Top of Supplied data
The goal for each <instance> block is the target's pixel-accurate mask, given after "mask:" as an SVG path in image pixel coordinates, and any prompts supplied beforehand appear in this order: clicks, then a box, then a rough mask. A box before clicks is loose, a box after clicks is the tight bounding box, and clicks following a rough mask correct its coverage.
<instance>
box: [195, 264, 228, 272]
Bottom of Supplied data
Top of Supplied data
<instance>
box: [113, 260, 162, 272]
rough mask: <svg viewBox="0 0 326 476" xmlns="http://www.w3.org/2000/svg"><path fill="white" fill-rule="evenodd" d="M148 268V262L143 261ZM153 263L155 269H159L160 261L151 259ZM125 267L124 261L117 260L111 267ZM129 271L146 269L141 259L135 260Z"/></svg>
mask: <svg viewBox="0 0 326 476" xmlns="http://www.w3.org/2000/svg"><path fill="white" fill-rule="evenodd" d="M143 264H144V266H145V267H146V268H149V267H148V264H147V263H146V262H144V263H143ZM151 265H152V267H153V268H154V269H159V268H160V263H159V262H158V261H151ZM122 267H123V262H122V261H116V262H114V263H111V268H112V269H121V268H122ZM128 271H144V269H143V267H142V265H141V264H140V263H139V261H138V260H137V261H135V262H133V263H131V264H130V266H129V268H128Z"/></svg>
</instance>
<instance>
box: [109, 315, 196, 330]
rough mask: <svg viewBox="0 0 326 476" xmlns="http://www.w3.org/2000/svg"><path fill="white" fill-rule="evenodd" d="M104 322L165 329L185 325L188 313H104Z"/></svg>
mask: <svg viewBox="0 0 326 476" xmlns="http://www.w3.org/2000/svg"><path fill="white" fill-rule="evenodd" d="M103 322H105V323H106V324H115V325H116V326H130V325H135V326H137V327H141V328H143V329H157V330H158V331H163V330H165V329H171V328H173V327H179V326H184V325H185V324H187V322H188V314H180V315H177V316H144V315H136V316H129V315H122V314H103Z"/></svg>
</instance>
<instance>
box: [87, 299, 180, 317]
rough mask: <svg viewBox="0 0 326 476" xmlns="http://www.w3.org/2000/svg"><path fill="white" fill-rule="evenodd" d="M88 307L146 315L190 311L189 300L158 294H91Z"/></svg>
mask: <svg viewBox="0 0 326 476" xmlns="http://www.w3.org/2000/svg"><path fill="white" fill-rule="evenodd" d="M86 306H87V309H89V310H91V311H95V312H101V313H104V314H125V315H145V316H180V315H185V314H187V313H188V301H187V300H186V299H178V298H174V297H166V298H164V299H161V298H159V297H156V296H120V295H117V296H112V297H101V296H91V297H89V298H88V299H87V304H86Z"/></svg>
Bottom of Supplied data
Copy out the lines of the records starting at the line that contains "The goal for" and ending at the line that contains "box: [195, 264, 228, 272]", both included, with nothing changed.

## Output for this task
The goal for each <instance> block is the target's pixel-accurate mask, given after "mask:" as an SVG path in image pixel coordinates, and any prompts supplied beforehand appear in this order: clicks, then a box, then a rough mask. A box before clicks is loose, a box after clicks is the tight bounding box, and clicks following a rough mask correct its coverage.
<instance>
box: [195, 264, 228, 272]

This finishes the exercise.